** DATA EXTRACT **
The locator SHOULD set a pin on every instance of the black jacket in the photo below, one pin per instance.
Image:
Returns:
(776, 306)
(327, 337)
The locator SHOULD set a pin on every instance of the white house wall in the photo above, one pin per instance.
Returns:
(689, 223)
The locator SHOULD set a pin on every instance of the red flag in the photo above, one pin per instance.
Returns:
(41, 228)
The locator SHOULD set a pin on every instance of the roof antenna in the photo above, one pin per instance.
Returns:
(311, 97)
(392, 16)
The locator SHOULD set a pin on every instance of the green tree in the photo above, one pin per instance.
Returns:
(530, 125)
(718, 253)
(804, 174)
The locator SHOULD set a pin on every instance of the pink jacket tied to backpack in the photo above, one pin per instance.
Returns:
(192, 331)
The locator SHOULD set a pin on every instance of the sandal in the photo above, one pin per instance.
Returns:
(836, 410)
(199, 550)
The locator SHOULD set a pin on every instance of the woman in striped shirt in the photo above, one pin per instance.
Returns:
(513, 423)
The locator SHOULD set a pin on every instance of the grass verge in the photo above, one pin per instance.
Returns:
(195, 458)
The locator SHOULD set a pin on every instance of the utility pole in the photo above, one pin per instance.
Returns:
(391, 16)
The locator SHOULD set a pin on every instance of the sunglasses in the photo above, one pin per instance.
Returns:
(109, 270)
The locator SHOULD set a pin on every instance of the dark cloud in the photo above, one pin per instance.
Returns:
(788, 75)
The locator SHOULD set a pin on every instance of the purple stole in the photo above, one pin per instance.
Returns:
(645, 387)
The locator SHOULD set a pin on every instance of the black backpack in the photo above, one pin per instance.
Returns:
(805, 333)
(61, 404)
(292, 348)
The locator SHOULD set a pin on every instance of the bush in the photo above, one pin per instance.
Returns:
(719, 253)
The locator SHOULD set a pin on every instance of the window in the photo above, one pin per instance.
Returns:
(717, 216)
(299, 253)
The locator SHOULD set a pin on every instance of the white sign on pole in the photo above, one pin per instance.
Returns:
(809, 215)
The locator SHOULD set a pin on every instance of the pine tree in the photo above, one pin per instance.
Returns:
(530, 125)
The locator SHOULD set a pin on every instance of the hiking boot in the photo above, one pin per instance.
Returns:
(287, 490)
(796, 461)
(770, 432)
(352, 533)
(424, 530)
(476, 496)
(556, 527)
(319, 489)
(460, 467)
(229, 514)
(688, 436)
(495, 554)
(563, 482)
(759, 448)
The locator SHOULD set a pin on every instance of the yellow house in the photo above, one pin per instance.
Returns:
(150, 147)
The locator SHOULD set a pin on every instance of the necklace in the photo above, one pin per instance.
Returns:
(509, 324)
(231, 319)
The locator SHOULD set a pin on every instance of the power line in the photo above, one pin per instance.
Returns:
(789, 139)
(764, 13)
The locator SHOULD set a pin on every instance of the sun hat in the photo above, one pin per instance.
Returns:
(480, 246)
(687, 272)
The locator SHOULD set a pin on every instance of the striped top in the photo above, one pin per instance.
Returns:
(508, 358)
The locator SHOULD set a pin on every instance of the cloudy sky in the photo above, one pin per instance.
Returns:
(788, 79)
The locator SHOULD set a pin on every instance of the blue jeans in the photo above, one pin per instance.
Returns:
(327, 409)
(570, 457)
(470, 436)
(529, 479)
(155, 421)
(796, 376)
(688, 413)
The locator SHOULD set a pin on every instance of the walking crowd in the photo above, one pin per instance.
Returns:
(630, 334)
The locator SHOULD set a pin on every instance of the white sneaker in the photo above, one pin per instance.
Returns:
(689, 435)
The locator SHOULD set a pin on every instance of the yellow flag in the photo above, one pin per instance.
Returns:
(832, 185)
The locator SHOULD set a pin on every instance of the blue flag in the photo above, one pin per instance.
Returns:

** WHAT TO DO **
Return all of the data exactly as it reads.

** WRITTEN RESPONSE **
The locator SHOULD set a pin on every instance of the black jacket in the photo below, one pin per instance.
Image:
Returns:
(776, 306)
(327, 337)
The locator SHOULD set a pin on every instance of the white house wall in the photo above, one pin per instance.
Returns:
(689, 223)
The locator SHOULD set a pin on every instance of the red flag in the photo above, one pin per instance.
Returns:
(41, 228)
The locator SHOULD set a pin on every instance of the roof antenna in the photo above, one pin per instance.
Returns:
(311, 97)
(392, 16)
The locator SHOULD set a pin on every instance of the green tree in the photo above, one pin per instance.
Returns:
(530, 125)
(718, 253)
(804, 174)
The locator SHOULD set a pin on every instance of the pink jacket tied to backpack in the photo above, one pin per instance.
Returns:
(192, 331)
The locator SHOULD set a pin on every instance of the sandal in the photo above, one pin per instance.
Returns:
(836, 410)
(199, 550)
The locator SHOULD set a pin on every instance of the woman in striped shirt in the photo above, one pin per instance.
Returns:
(513, 423)
The locator SHOULD set a pin on every instance of the grass verge in the photo above, one pin per instance.
Returns:
(195, 458)
The locator SHOULD set a pin on every instance of the utility pole in the photo above, one pin per instance.
Returns:
(391, 16)
The locator SHOULD set a pin on every instance of the sunglasses in the photo above, one pin per instance.
Returns:
(109, 270)
The locator SHOULD set a pin on every instance of the dark cloud in the photo above, one pin per instance.
Returns:
(788, 75)
The locator SHOULD set a pin on every instance of the purple stole in the photo above, one pin per instance.
Returns:
(645, 387)
The locator SHOULD set a pin on every instance of the black backpack in the photo above, one pin per instance.
Returns:
(805, 333)
(61, 404)
(292, 348)
The locator SHOULD set a pin on every instance of the bush in the photo above, one pin per instance.
Returns:
(719, 253)
The locator SHOULD set a pin on every instance of the window in the photo above, one pin per instance.
Returns:
(717, 216)
(299, 253)
The locator SHOULD set a pin on every instance of the white sign on pole in the photo above, one pin per instance.
Returns:
(809, 215)
The locator SHOULD set a pin on every instance of the pine tree in the photo above, one pin per instance.
Returns:
(530, 125)
The locator SHOULD set a pin on every instance of the hiking boot in the photo above, one pin per instance.
Returns:
(287, 490)
(796, 461)
(770, 432)
(352, 533)
(424, 530)
(476, 496)
(556, 527)
(319, 489)
(460, 467)
(229, 514)
(688, 436)
(495, 554)
(563, 482)
(759, 448)
The locator SHOULD set a pin on every instance of the yellow house in the photo above, one pin per instance.
Returns:
(150, 147)
The locator SHOULD set a pin on every instance of the necklace in the photo above, one pin per instance.
Returns:
(509, 324)
(231, 319)
The locator SHOULD set a pin on every instance of the power line in the photo above, one pin per instance.
Returns:
(789, 139)
(764, 13)
The locator SHOULD set a pin on every instance of the sun hat in the photo above, one pin per instance.
Returns:
(480, 246)
(687, 272)
The locator SHOULD set a pin on every instance of the striped top in the photo above, one pin per instance.
Returns:
(508, 358)
The locator SHOULD set a pin on every instance of the cloudy sky in the photo above, one pin per instance.
Returns:
(788, 79)
The locator SHOULD set a pin on every instance of the blue jeans in the photo above, one pin per instance.
Returns:
(327, 409)
(570, 457)
(470, 436)
(529, 479)
(155, 421)
(796, 376)
(688, 413)
The locator SHOULD set a pin on every instance of the walking crowd in the photo above, one pin per instance.
Returns:
(630, 334)
The locator SHOULD set a pin on every instance of the white sneaker in the photo above, one pin per instance.
Returns:
(689, 435)
The locator SHOULD set a pin on every instance of the yellow flag in the photo above, one pin per instance.
Returns:
(832, 185)
The locator SHOULD set a pin on every instance of the blue flag in the photo above, one pin per instance.
Returns:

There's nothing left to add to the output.